Member of Parliament for Erewash South East Derbyshire (1970–1983)
- In office 18 June 1970 – 16 March 1992
- Preceded by: Trevor Park
- Succeeded by: Angela Knight

Personal details
- Born: Otto Ludwig Peter Rosenstiel 19 September 1930 Berlin, Germany
- Died: 8 September 2022 (aged 91) Fréjus, France
- Party: Conservative
- Spouse: Hilary Mayo
- Children: 4

= Peter Rost (politician) =

British politician (1930–2022)

Peter Lewis Rost (born Otto Ludwig Peter Rosenstiel, 19 September 1930 – 8 September 2022) was a British Conservative politician who served as a member of Parliament (MP) from 1970 to 1992, and was a member of the Energy Select Committee. He was one of the founders of the Anglo German Parliamentary Group, which promoted good relations with the German Parliament. He instigated the annual conferences with German parliamentarians, the first conference being held at his Hertfordshire home.

==Early life==
Peter Lewis Rost was born as Otto Ludwig Peter Rosenstiel in Berlin on 19 September 1930.

### Your tasks
**a)** Answer these about the Peter Rost biography:
(i) Who succeeded him in office?
(ii) Where was the first conference with German parliamentarians held?
(iii) In which town did he die?
**b)** Please write a continuation of the Peter Rost biography, picking up right after its final sentence.

### Recorded data
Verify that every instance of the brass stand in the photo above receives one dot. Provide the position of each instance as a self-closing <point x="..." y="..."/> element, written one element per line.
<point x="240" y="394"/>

### Answers below
**a)**
(i) Angela Knight
(ii) At his Hertfordshire home
(iii) Fréjus, France

**b)**
Rost's parents, Friedrich Rosenstiel and Elisabeth Merz, were a mixed-marriage German Jew and Lutheran couple living in Berlin during the Nazi era. Their marriage was annulled and they escaped to the United Kingdom in 1937 before the international border was closed to Jews. Fred Rosenstiel was the economics editor of the Frankfurter Zeitung in Berlin. He later left for New York City, but the family was unable to follow him.

Rost was educated at various schools, finishing in the VIth form at Aylesbury Grammar School and at Birmingham University, where he read geography.

==Career==
Before entering Parliament, Rost was a stockbroker, lecturer and financial journalist. He unsuccessfully contested the safe Labour constituency of Sunderland North at the 1966 general election, and at the 1970 general election he was elected as MP for the previously Labour-held seat of South East Derbyshire. He held that seat until the constituency was abolished for the 1983 general election, when he was returned to the House of Commons for the new Erewash.

Rost's main interest in Parliament was in energy. He was the longest-serving member of the Energy Select Committee, where he promoted renewable energy. He was an active member of the Combined Heat and Power Association (CHPA), of which he became vice-president. He bemoaned the loss of heat up the cooling towers of the UK power stations, and actively promoted district heating schemes. In the 1970s, he warned of the use of gas for power production, as it was wasting the precious North Sea assets. He retired from Parliament at the 1992 election.

Rost was a member of the Conservative Monday Club and the Bow Group; on the latter, he chaired the energy group. His autobiography, Weimar to Westminster, was published in November 2010.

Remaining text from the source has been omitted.